EXERCISE MATERIALS:
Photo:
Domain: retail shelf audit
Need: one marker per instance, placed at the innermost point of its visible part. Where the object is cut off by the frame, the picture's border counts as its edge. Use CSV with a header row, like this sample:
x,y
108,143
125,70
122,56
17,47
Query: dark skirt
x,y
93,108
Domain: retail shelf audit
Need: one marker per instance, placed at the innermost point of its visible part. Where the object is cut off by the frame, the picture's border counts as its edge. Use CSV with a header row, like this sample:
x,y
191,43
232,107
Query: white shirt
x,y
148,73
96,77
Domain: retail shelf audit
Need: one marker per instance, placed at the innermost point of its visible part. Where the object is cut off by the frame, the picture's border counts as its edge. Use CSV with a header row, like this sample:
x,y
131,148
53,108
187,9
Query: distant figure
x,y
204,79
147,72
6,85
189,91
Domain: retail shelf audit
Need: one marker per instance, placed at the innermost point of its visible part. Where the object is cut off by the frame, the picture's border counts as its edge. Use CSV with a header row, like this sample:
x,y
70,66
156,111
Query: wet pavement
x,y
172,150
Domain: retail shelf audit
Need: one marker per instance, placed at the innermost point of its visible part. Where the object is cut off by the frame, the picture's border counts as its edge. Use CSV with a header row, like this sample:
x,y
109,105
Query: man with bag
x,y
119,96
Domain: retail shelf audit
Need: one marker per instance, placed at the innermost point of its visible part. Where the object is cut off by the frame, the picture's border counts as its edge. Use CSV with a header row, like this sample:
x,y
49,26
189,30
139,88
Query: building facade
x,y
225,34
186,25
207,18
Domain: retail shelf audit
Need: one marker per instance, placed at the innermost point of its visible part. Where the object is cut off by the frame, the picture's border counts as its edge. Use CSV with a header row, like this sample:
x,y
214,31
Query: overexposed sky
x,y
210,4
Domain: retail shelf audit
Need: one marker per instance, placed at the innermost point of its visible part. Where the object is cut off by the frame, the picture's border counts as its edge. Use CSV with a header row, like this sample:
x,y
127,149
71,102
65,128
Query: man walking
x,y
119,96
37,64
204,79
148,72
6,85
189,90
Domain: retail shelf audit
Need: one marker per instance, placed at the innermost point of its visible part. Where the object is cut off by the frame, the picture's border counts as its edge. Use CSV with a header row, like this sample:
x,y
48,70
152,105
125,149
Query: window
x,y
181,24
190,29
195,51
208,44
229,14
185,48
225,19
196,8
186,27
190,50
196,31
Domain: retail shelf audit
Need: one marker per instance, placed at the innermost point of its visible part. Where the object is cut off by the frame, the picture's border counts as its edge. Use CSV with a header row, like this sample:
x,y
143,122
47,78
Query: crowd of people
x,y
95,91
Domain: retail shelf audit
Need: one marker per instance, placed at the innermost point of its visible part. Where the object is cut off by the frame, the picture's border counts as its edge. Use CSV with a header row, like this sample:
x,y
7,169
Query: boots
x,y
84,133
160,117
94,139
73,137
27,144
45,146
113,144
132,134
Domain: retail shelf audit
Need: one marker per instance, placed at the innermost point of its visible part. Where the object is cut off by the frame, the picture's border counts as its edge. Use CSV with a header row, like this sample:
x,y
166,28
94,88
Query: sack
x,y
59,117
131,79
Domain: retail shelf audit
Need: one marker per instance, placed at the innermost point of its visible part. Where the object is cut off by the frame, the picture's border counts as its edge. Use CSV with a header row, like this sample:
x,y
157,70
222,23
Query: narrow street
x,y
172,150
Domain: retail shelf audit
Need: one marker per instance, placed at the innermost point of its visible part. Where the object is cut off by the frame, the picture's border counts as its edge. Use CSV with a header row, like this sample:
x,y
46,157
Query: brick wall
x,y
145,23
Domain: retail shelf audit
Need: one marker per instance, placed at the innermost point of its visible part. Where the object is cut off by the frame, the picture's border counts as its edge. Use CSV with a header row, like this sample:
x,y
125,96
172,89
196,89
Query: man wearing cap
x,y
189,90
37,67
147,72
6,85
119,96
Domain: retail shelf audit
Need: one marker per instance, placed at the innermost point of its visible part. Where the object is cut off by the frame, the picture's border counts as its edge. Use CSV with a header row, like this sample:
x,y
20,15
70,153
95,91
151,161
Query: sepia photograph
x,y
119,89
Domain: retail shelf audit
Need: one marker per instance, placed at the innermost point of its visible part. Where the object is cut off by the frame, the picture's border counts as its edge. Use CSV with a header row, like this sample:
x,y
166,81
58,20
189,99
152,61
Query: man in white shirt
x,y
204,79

WHAT TO WORK ON: Write the entire listing out again, word for word.

OUTPUT FOR THIS TASK:
Photo:
Domain: retail shelf audit
Need: one marker per instance, placed at the innermost point of its visible part. Where the object is cut off by the frame, the picture's border counts as its edge. Use CSV with a header row, like this sample:
x,y
108,143
125,70
122,56
17,47
Query: dark skirt
x,y
93,108
Domain: retail shelf audit
Need: one marker per instance, placed at the innermost point of its visible part. Where the object is cut off by the frame, the picture's border counts as its edge. Use CSV with a header row, like this sample:
x,y
191,43
232,107
Query: white shirt
x,y
148,73
96,77
Domain: retail shelf audit
Need: one marker per instance, placed at the innermost point of its visible part. Where the object is cut off by the frame, the picture's border counts as its edge. Use CSV with a header row, like this sample:
x,y
131,148
53,108
187,9
Query: distant figure
x,y
204,79
147,72
6,85
189,91
Domain: retail shelf audit
Need: one marker per instance, placed at the innermost point of its visible part. Where the object is cut off by the frame, the picture's border counts as its edge. Use CSV with a header row, like this sample:
x,y
70,66
156,111
Query: wet pavement
x,y
172,150
Domain: retail shelf audit
Need: one marker per instance, placed at the innermost point of its visible part. Where the object is cut off by the frame, the picture's border counts as its edge. Use CSV with a header row, like this sample:
x,y
109,105
Query: man with bag
x,y
119,96
Domain: retail shelf audit
Need: one marker per instance, placed at the innermost point of its visible part. Where the object is cut off by the frame, the picture's border counts as its edge. Use CSV with a header row, like this sample:
x,y
49,26
189,30
139,88
Query: building facade
x,y
225,34
186,25
207,18
Domain: retail shelf audit
Need: one marker per instance, placed at the innermost point of its visible part. Where the object is cut off by the frame, the picture's border counts as its edge. Use CSV with a header row, like this sample:
x,y
214,31
Query: overexposed sky
x,y
210,4
Domain: retail shelf audit
Need: one marker per instance, placed at the innermost point of its visible part. Where the object is cut off by the frame, the picture's border counts as its edge. Use CSV with a header row, like this sample:
x,y
127,149
71,102
65,128
Query: man walking
x,y
119,96
37,64
204,79
148,72
6,85
189,90
Domain: retail shelf audit
Need: one marker per instance, placed at the innermost point of its visible part. Where the object is cut off by the frame, the picture's border counts as its edge. Use CSV with a header row, like this sample:
x,y
48,70
152,105
125,149
Query: window
x,y
181,24
190,29
195,51
208,44
229,14
185,48
225,19
196,8
186,27
190,50
196,31
Domain: retail shelf audit
Need: one marker per instance, placed at the innermost point of its visible part. Where the object is cut off by the frame, the picture's border counts as its edge. Use CSV with a header row, like this sample:
x,y
143,122
47,78
Query: crowd of people
x,y
95,91
Domain: retail shelf audit
Need: one marker per instance, placed at the innermost point of its visible part. Where the object is cut off by the frame, the picture's border counts as its edge. Use CSV with a header row, like this sample:
x,y
7,169
Query: boots
x,y
84,133
160,117
94,139
73,137
27,144
45,146
113,144
132,134
Domain: retail shelf audit
Need: one marker per instance, placed at the innermost point of its visible part. Where the object is cut off by the frame, the picture's border counts as its edge. Use CSV with a header row, like this sample:
x,y
166,28
94,88
Query: sack
x,y
59,117
131,79
Domain: retail shelf audit
Need: one marker per instance, placed at the innermost point of its visible part. Where the object is cut off by the frame, the picture's border counts as its edge. Use CSV with a header row, like this sample:
x,y
157,70
222,23
Query: narrow street
x,y
172,150
Domain: retail shelf audit
Need: one marker per instance, placed at the innermost point of its visible part. Where the object is cut off by the frame, the picture's border counts as its edge. Use CSV with a header row, like this sample:
x,y
46,157
Query: brick wall
x,y
145,23
Domain: retail shelf audit
Need: one marker per instance, placed at the innermost point of its visible part. Where the object is cut off by the frame, the picture's border counts as its edge. Use CSV with a header row, like this sample:
x,y
125,96
172,89
196,89
Query: man wearing cap
x,y
189,90
37,67
147,72
6,85
119,96
Domain: retail shelf audit
Need: one marker per instance, placed at the innermost point of its visible part. Where the object is cut off by the frame, the picture's border counts as its edge. Use CSV with a header row, like this sample:
x,y
20,15
70,153
95,91
151,161
Query: sepia photograph
x,y
119,89
Domain: retail shelf audit
Need: one marker per instance, placed at the innermost point of its visible part. Where the object is cut off by the frame, the picture's border counts as its edge. Use CSV with a header row, like this sample:
x,y
166,81
58,20
189,99
152,61
Query: man in white shirt
x,y
204,79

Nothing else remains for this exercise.